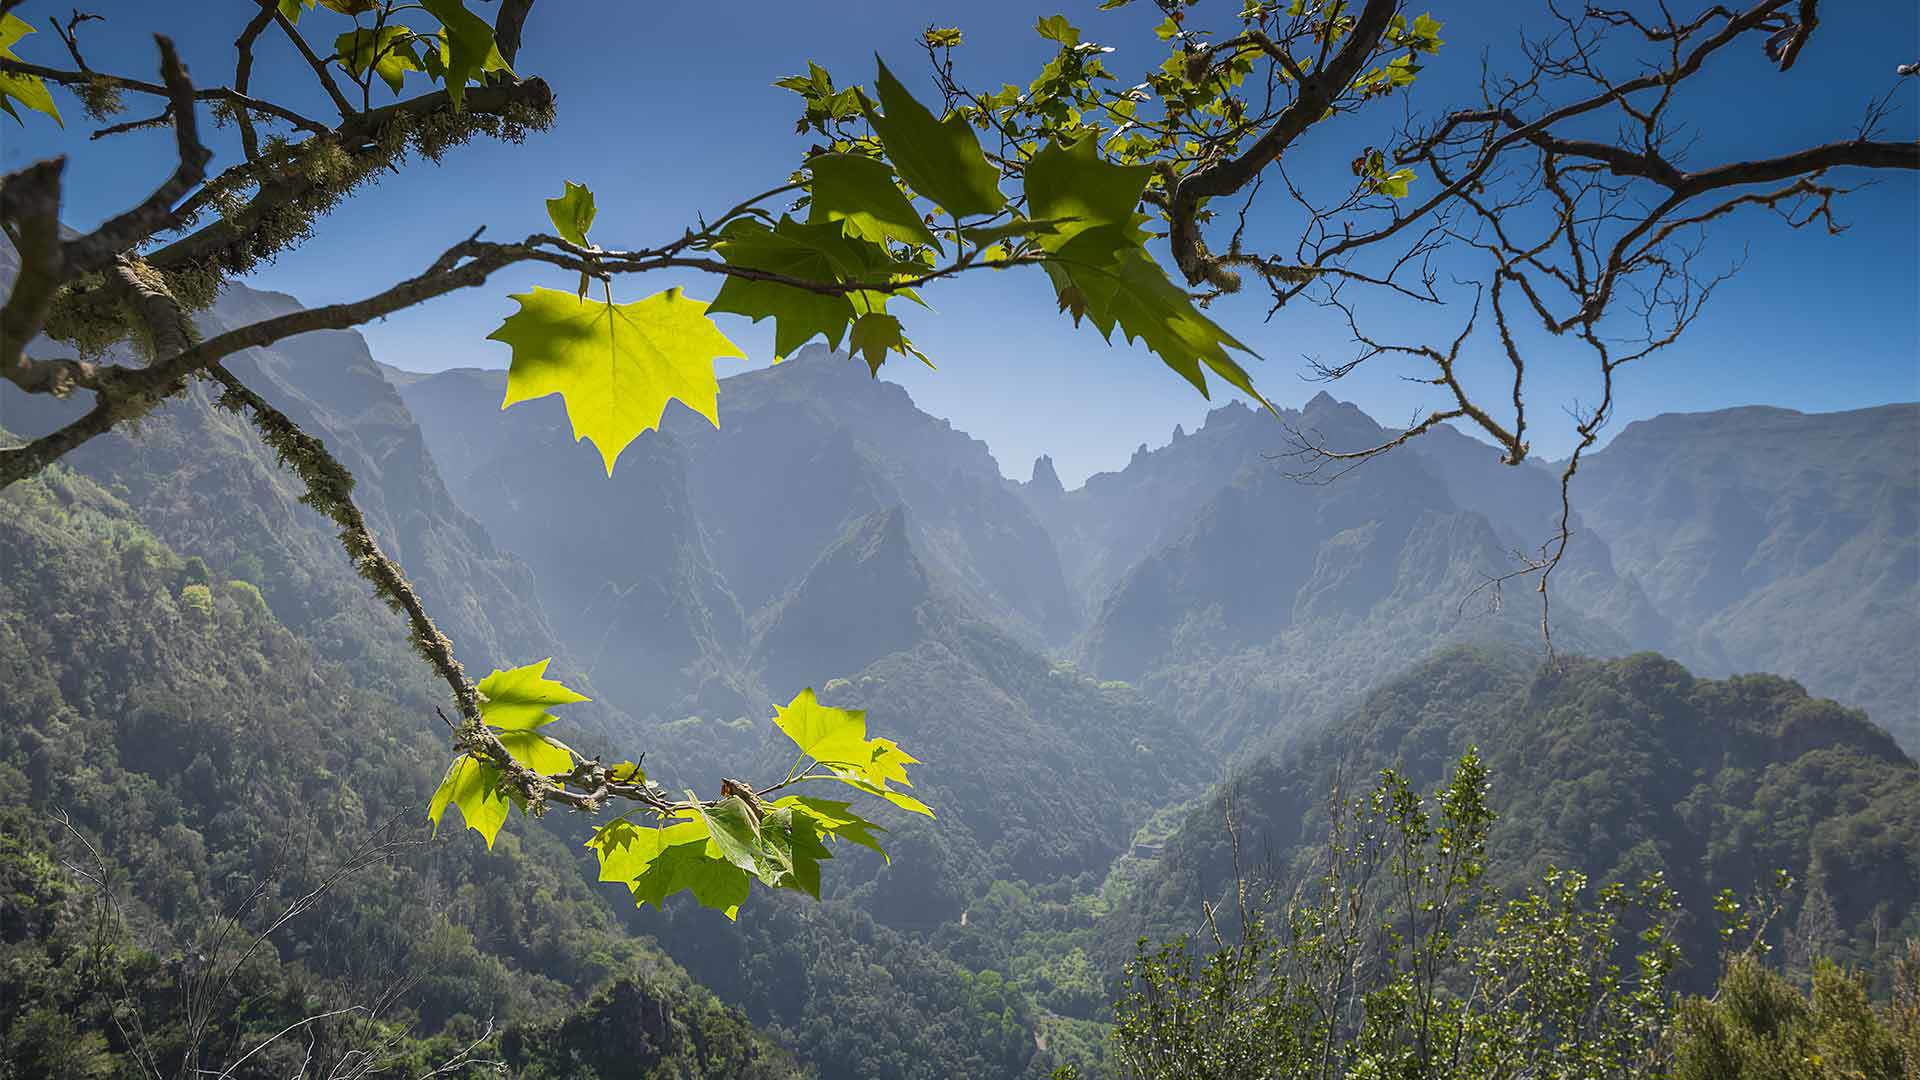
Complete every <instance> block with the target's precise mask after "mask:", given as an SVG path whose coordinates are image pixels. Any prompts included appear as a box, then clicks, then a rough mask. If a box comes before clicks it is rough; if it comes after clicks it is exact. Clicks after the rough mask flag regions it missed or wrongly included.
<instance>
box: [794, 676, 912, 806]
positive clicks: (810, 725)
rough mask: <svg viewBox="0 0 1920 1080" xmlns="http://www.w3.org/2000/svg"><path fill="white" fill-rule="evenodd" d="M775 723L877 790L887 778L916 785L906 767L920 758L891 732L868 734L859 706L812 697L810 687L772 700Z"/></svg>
mask: <svg viewBox="0 0 1920 1080" xmlns="http://www.w3.org/2000/svg"><path fill="white" fill-rule="evenodd" d="M774 726H778V728H780V730H781V732H785V736H787V738H791V740H793V746H797V748H801V753H804V755H806V757H812V759H814V761H818V763H822V765H826V767H829V769H835V771H841V773H847V774H849V776H852V778H854V780H858V782H860V784H868V786H870V788H874V790H876V792H874V794H879V790H885V788H887V784H891V782H899V784H906V786H912V782H910V780H908V778H906V767H908V765H918V763H920V759H918V757H914V755H912V753H906V751H904V749H900V744H897V742H893V740H891V738H866V713H864V711H860V709H831V707H828V705H822V703H820V700H818V698H814V692H812V688H806V690H801V692H799V694H795V698H793V701H789V703H787V705H774Z"/></svg>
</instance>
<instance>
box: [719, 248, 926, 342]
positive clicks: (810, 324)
mask: <svg viewBox="0 0 1920 1080" xmlns="http://www.w3.org/2000/svg"><path fill="white" fill-rule="evenodd" d="M714 252H718V254H720V258H722V259H726V261H728V265H735V267H745V269H755V271H764V273H778V275H781V277H789V279H795V281H816V282H822V284H831V282H851V281H858V282H874V284H879V282H885V281H891V279H893V277H897V275H902V273H910V269H912V267H908V265H906V263H900V261H897V259H893V258H891V256H889V254H887V250H885V248H881V246H879V244H874V242H868V240H862V238H858V236H849V234H847V227H845V225H843V223H839V221H822V223H804V225H803V223H799V221H793V219H791V217H781V219H780V221H778V223H774V227H766V225H764V223H760V221H753V219H741V221H735V223H732V225H728V227H726V231H724V234H722V240H720V242H718V244H716V246H714ZM885 306H887V296H885V294H881V292H854V294H843V292H814V290H808V288H799V286H793V284H781V282H778V281H755V279H747V277H728V279H726V284H722V286H720V294H718V296H714V302H712V304H710V306H708V311H730V313H733V315H745V317H749V319H753V321H755V323H758V321H760V319H774V354H776V356H793V350H797V348H801V346H803V344H806V342H808V340H810V338H812V336H814V334H820V336H824V338H826V342H828V344H829V346H833V348H839V344H841V338H843V336H845V334H847V327H849V325H851V323H852V321H854V317H858V315H860V313H870V311H881V309H885Z"/></svg>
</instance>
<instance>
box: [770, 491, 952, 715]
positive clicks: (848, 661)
mask: <svg viewBox="0 0 1920 1080" xmlns="http://www.w3.org/2000/svg"><path fill="white" fill-rule="evenodd" d="M929 598H931V586H929V582H927V571H925V567H922V565H920V559H918V557H916V555H914V548H912V544H910V542H908V538H906V509H904V507H900V505H899V503H895V505H891V507H885V509H877V511H874V513H868V515H862V517H856V519H852V521H849V523H847V525H845V528H843V530H841V534H839V536H837V538H835V540H833V542H831V544H828V548H826V550H824V552H822V553H820V557H818V559H814V563H812V567H810V569H808V571H806V577H804V578H801V582H799V584H797V586H793V590H789V592H787V596H785V598H781V600H780V603H776V605H774V607H772V609H770V611H768V615H766V617H764V625H762V628H760V632H758V634H756V636H755V661H756V665H758V669H760V676H762V680H764V684H766V688H768V692H770V694H772V696H774V698H776V700H785V698H789V696H791V694H793V692H795V690H799V688H801V686H812V684H818V682H820V680H826V678H835V676H847V675H854V673H858V671H860V669H862V667H866V665H870V663H874V661H876V659H879V657H883V655H887V653H893V651H899V650H904V648H910V646H912V644H914V642H916V640H920V638H922V607H924V605H925V603H927V601H929Z"/></svg>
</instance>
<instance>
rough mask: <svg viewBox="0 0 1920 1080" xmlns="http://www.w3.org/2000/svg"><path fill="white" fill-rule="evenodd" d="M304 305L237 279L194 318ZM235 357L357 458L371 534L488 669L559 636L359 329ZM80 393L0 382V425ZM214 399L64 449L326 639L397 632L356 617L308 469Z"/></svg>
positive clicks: (216, 569) (385, 625) (56, 422)
mask: <svg viewBox="0 0 1920 1080" xmlns="http://www.w3.org/2000/svg"><path fill="white" fill-rule="evenodd" d="M8 254H10V252H8ZM8 277H10V267H6V265H0V281H6V279H8ZM298 307H300V306H298V302H294V298H290V296H284V294H276V292H259V290H252V288H244V286H234V288H228V290H227V292H225V294H223V296H221V300H219V304H215V306H213V309H211V311H207V313H204V315H202V317H200V329H202V332H217V331H221V329H227V327H236V325H244V323H252V321H257V319H263V317H273V315H278V313H286V311H294V309H298ZM228 367H230V369H232V373H234V375H236V377H240V379H242V380H244V382H248V384H250V386H253V388H255V390H257V392H259V394H261V396H263V398H267V400H269V402H271V404H273V405H275V407H278V409H282V411H284V413H286V415H288V417H292V419H294V421H296V423H300V425H301V427H303V429H305V430H307V432H311V434H315V436H319V438H321V440H323V442H326V446H328V450H332V452H334V455H336V457H340V461H342V463H344V465H346V467H348V469H349V471H351V473H353V477H355V492H353V494H355V502H357V503H359V505H361V509H363V511H365V513H367V519H369V523H371V525H372V530H374V534H376V538H378V540H380V544H382V548H386V550H388V553H390V555H394V557H396V559H397V561H399V563H401V565H403V567H405V569H407V573H409V577H411V578H413V582H415V584H417V586H419V588H420V592H422V594H426V596H430V598H432V605H434V615H436V619H438V621H440V623H442V628H444V630H445V632H447V634H449V636H451V638H453V642H455V646H457V648H459V651H461V655H463V659H465V661H467V663H468V667H478V671H480V673H486V669H488V667H492V665H503V663H524V661H526V659H540V657H545V655H555V653H557V651H559V650H557V646H555V634H553V628H551V625H549V623H547V619H545V613H543V611H541V607H540V603H538V601H536V600H534V588H532V577H530V575H528V571H526V565H524V563H520V561H518V559H515V557H513V555H509V553H505V552H501V550H499V548H495V544H493V540H492V538H490V536H488V532H486V528H482V527H480V523H476V521H474V517H470V515H468V513H465V511H463V509H461V505H459V503H457V502H455V500H453V498H451V494H449V492H447V488H445V484H444V482H442V477H440V471H438V467H436V463H434V457H432V455H430V454H428V450H426V444H424V440H422V438H420V430H419V429H417V427H415V421H413V415H411V413H409V409H407V405H405V404H403V402H401V398H399V394H396V392H394V386H392V384H388V380H386V379H384V375H382V373H380V369H378V365H376V363H374V361H372V357H371V356H369V352H367V344H365V340H363V338H361V336H359V334H355V332H346V331H321V332H311V334H301V336H296V338H288V340H284V342H278V344H276V346H275V348H271V350H248V352H244V354H236V356H234V357H230V359H228ZM79 398H83V396H75V398H73V400H65V402H60V400H52V398H46V396H29V394H21V392H17V390H13V386H10V384H0V427H6V429H8V430H12V432H15V434H21V436H33V434H40V432H46V430H52V429H56V427H60V425H63V423H67V421H69V419H73V417H75V415H79V411H83V409H84V407H86V402H83V400H79ZM213 400H215V394H211V392H209V388H207V384H194V386H192V388H190V390H188V392H186V394H184V396H182V398H177V400H173V402H167V404H165V405H161V407H159V409H157V411H156V413H154V415H152V417H148V419H146V421H142V423H140V425H138V427H134V429H121V430H113V432H108V434H104V436H100V438H94V440H92V442H88V444H84V446H83V448H79V450H77V452H73V454H71V455H67V457H65V463H67V465H71V467H75V469H79V471H83V473H86V475H88V477H92V479H96V480H100V482H102V484H106V486H109V488H111V490H115V492H117V494H121V498H125V500H127V502H129V503H131V505H132V507H134V509H136V513H138V515H140V519H142V523H146V525H148V527H150V528H152V530H154V532H156V534H159V536H161V538H163V540H165V542H169V544H171V546H175V548H177V550H179V552H182V553H186V555H198V557H202V559H205V561H207V563H209V565H211V567H213V569H215V571H221V573H230V575H232V577H242V578H246V580H253V582H257V584H259V588H261V592H263V594H265V598H267V601H269V605H271V607H273V611H275V615H278V617H280V619H284V621H286V623H288V625H290V626H294V628H296V630H300V632H303V634H307V636H311V638H313V640H315V642H317V644H319V646H321V648H326V650H332V651H336V653H340V655H372V653H374V651H380V650H371V646H369V644H367V640H365V634H367V632H374V634H388V636H392V638H396V640H397V636H399V634H403V626H401V625H399V621H397V619H390V617H380V619H363V617H361V613H363V611H367V609H371V607H372V605H374V601H372V600H371V596H369V592H367V586H365V582H361V580H359V578H357V577H355V575H353V569H351V567H349V565H348V559H346V553H344V552H342V550H340V544H338V540H336V538H334V528H332V525H330V523H328V521H326V519H323V517H321V515H319V513H315V511H311V509H307V507H305V505H301V503H300V494H301V492H303V488H301V486H300V482H298V479H296V477H292V475H290V473H288V471H286V469H282V467H280V465H278V463H276V461H275V459H273V454H271V452H269V450H265V448H263V446H261V444H259V440H257V436H255V434H253V430H252V427H250V425H248V423H246V419H244V417H238V415H234V413H228V411H225V409H221V407H217V405H215V404H213ZM344 611H351V613H355V615H353V617H342V613H344ZM380 611H382V613H384V609H380ZM563 667H564V661H563Z"/></svg>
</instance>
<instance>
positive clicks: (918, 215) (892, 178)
mask: <svg viewBox="0 0 1920 1080" xmlns="http://www.w3.org/2000/svg"><path fill="white" fill-rule="evenodd" d="M806 167H808V169H812V173H814V181H812V184H810V190H812V196H814V200H812V209H810V213H808V217H806V219H808V221H845V223H847V229H849V231H851V233H852V234H854V236H864V238H868V240H874V242H876V244H885V242H887V240H904V242H910V244H927V246H929V248H935V250H939V246H941V244H939V240H935V238H933V233H931V231H929V229H927V225H925V223H924V221H920V213H918V211H914V204H912V202H908V200H906V194H902V192H900V188H897V186H895V184H893V169H887V163H885V161H876V160H874V158H860V156H858V154H820V156H816V158H810V160H808V161H806Z"/></svg>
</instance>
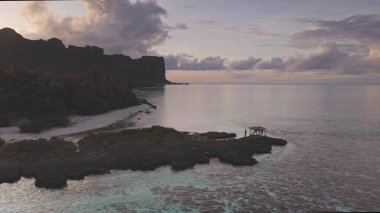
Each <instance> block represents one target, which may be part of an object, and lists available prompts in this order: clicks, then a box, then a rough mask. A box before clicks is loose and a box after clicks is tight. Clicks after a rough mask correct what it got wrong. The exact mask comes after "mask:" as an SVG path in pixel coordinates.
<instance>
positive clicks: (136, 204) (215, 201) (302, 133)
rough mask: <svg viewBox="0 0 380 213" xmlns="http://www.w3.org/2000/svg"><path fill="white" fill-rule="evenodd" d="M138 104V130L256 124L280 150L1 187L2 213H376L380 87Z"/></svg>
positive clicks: (345, 85) (250, 124) (272, 94)
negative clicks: (146, 129) (183, 170)
mask: <svg viewBox="0 0 380 213" xmlns="http://www.w3.org/2000/svg"><path fill="white" fill-rule="evenodd" d="M138 95H139V96H141V97H146V98H147V99H148V100H149V101H150V102H152V103H153V104H155V105H157V106H158V109H157V110H155V111H152V114H151V115H140V116H137V117H136V118H135V120H134V122H135V125H136V127H144V126H151V125H156V124H159V125H164V126H169V127H174V128H176V129H179V130H185V131H201V132H205V131H211V130H216V131H228V132H236V133H238V134H239V136H241V135H242V134H243V133H244V129H245V128H248V127H249V126H255V125H261V126H264V127H266V128H267V129H268V133H269V135H271V136H275V137H281V138H286V139H287V140H288V142H289V144H288V145H287V146H286V147H277V148H275V149H274V150H273V153H272V154H269V155H261V156H255V157H256V158H257V160H258V161H259V164H257V165H255V166H252V167H233V166H229V165H225V164H221V163H219V162H218V161H217V160H213V161H212V163H211V164H210V165H201V166H196V167H195V168H194V169H192V170H186V171H184V172H172V171H171V170H170V169H169V167H162V168H159V169H157V170H156V171H153V172H131V171H113V172H112V173H111V174H108V175H101V176H91V177H87V178H86V179H85V180H84V181H70V182H69V186H68V188H66V189H64V190H44V189H37V188H35V187H34V186H33V180H28V179H22V180H20V181H19V182H18V183H17V184H2V185H0V212H96V211H99V212H134V211H137V212H157V211H159V210H161V211H164V212H182V211H193V212H199V211H215V212H223V211H224V212H236V211H241V212H247V211H254V210H256V211H257V212H261V211H273V212H283V211H290V212H293V211H299V212H304V211H376V210H377V211H380V196H379V195H380V180H379V178H380V86H360V85H172V86H165V87H162V88H154V89H153V88H152V89H144V90H140V91H138Z"/></svg>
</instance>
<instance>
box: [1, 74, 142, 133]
mask: <svg viewBox="0 0 380 213" xmlns="http://www.w3.org/2000/svg"><path fill="white" fill-rule="evenodd" d="M130 85H131V84H130V83H129V82H127V81H124V80H121V79H120V78H117V77H114V76H107V75H103V74H99V73H97V72H91V73H87V74H81V75H75V76H73V75H71V76H68V75H65V76H62V75H57V74H52V73H46V72H45V73H39V72H31V71H26V70H22V69H19V68H13V69H11V70H0V126H1V127H5V126H10V125H17V126H19V127H20V129H21V131H22V132H40V131H42V130H44V129H48V128H51V127H54V126H64V125H67V124H68V123H69V119H68V115H72V114H79V115H94V114H99V113H104V112H107V111H109V110H113V109H118V108H124V107H128V106H133V105H138V104H139V103H138V99H137V98H136V96H135V95H134V94H133V93H132V92H131V89H132V88H131V86H130Z"/></svg>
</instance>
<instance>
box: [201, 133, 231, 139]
mask: <svg viewBox="0 0 380 213" xmlns="http://www.w3.org/2000/svg"><path fill="white" fill-rule="evenodd" d="M201 136H205V137H208V138H211V139H229V138H235V137H236V134H235V133H227V132H206V133H202V134H201Z"/></svg>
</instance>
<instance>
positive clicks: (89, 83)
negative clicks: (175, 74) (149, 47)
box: [0, 28, 170, 133]
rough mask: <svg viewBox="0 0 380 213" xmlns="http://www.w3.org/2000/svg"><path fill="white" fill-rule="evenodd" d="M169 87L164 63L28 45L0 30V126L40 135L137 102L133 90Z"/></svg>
mask: <svg viewBox="0 0 380 213" xmlns="http://www.w3.org/2000/svg"><path fill="white" fill-rule="evenodd" d="M167 83H170V82H169V81H168V80H166V77H165V63H164V58H162V57H156V56H143V57H142V58H139V59H131V58H130V57H128V56H125V55H106V54H104V50H103V49H101V48H99V47H95V46H86V47H76V46H71V45H70V46H68V47H66V46H65V45H64V44H63V43H62V41H61V40H59V39H57V38H52V39H49V40H47V41H45V40H29V39H26V38H24V37H23V36H21V35H20V34H18V33H17V32H16V31H14V30H13V29H11V28H3V29H1V30H0V127H9V126H18V127H19V128H20V131H21V132H22V133H39V132H41V131H44V130H47V129H50V128H52V127H63V126H67V125H68V124H70V120H69V118H68V116H71V115H96V114H101V113H105V112H108V111H111V110H115V109H121V108H126V107H131V106H136V105H139V104H142V103H146V102H145V101H144V102H141V101H140V100H139V99H138V98H137V97H136V96H135V94H134V93H132V89H133V88H134V87H141V86H153V85H157V84H167Z"/></svg>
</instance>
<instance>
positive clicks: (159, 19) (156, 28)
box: [23, 0, 187, 57]
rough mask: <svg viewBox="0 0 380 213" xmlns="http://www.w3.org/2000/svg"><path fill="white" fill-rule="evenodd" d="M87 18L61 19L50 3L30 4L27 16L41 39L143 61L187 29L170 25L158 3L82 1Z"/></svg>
mask: <svg viewBox="0 0 380 213" xmlns="http://www.w3.org/2000/svg"><path fill="white" fill-rule="evenodd" d="M82 3H83V4H84V6H85V8H86V14H85V15H84V16H81V17H61V16H59V15H57V14H55V13H54V12H53V11H51V10H50V9H49V7H48V3H47V2H41V1H38V2H30V3H28V4H27V5H26V6H25V8H24V10H23V14H24V16H25V17H26V18H27V19H28V20H29V21H30V22H31V23H32V24H34V26H35V27H36V29H37V32H36V33H37V34H38V36H45V37H59V38H62V39H63V40H64V41H65V42H66V43H70V44H75V45H81V46H83V45H88V44H89V42H91V44H92V45H98V46H102V47H104V48H105V50H106V52H108V53H124V54H127V55H131V56H132V57H139V56H141V55H144V54H146V53H148V52H149V50H150V49H151V48H152V47H154V46H156V45H158V44H161V43H163V42H164V41H165V40H166V39H167V38H168V36H169V32H170V30H183V29H187V26H186V25H185V24H177V25H176V26H174V27H171V26H168V25H166V24H165V23H164V22H163V21H162V19H161V18H162V16H165V15H166V14H167V12H166V11H165V9H163V8H162V7H160V6H159V5H158V4H157V3H156V1H136V2H134V3H133V2H131V1H129V0H125V1H105V0H82Z"/></svg>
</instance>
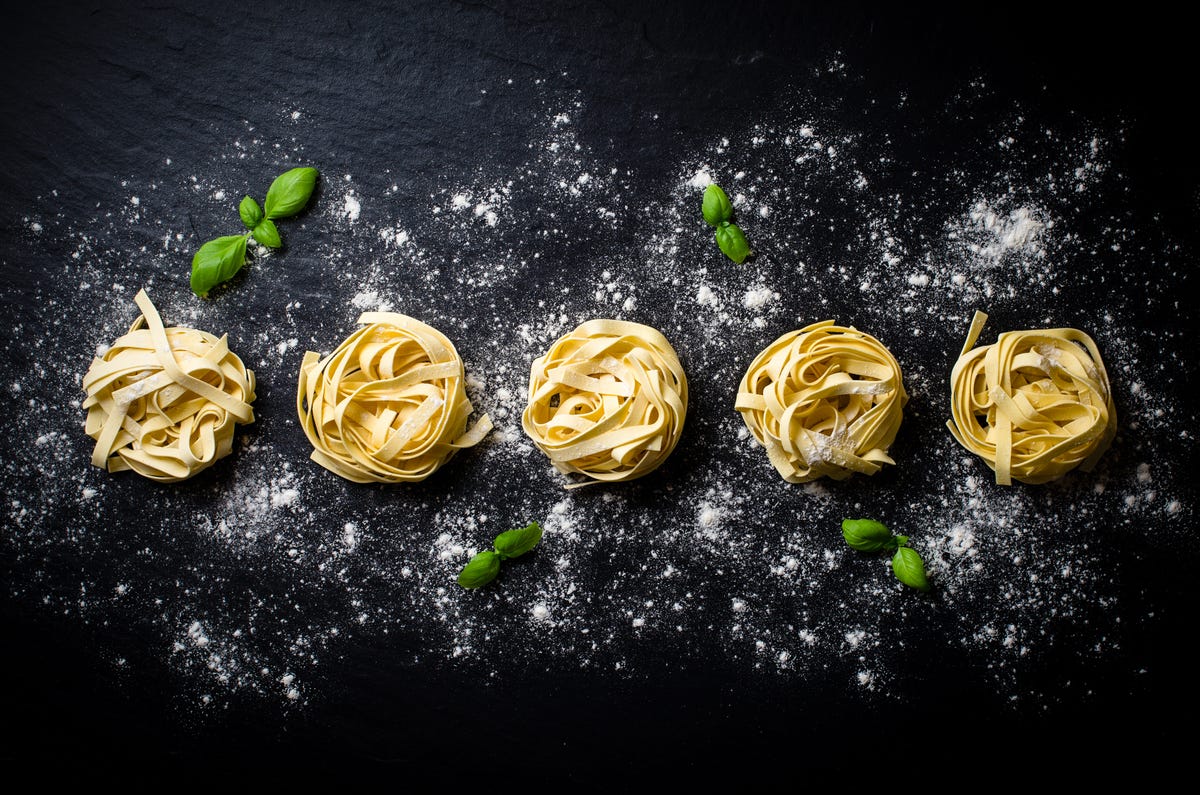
_ _ _ _
> PROBLEM TO WORK ON
Reproduce exactly the section above that begins at the line containing "104V130L256 124L280 150L1" and ends at the line containing "positive clicks: (345, 85)", leaving out all other lines.

> SOLUTION TO THIS TASK
rough mask: <svg viewBox="0 0 380 213" xmlns="http://www.w3.org/2000/svg"><path fill="white" fill-rule="evenodd" d="M138 104V130L256 124L280 150L1 187L2 213H376L380 87Z"/></svg>
positive clicks: (345, 85) (250, 124) (272, 94)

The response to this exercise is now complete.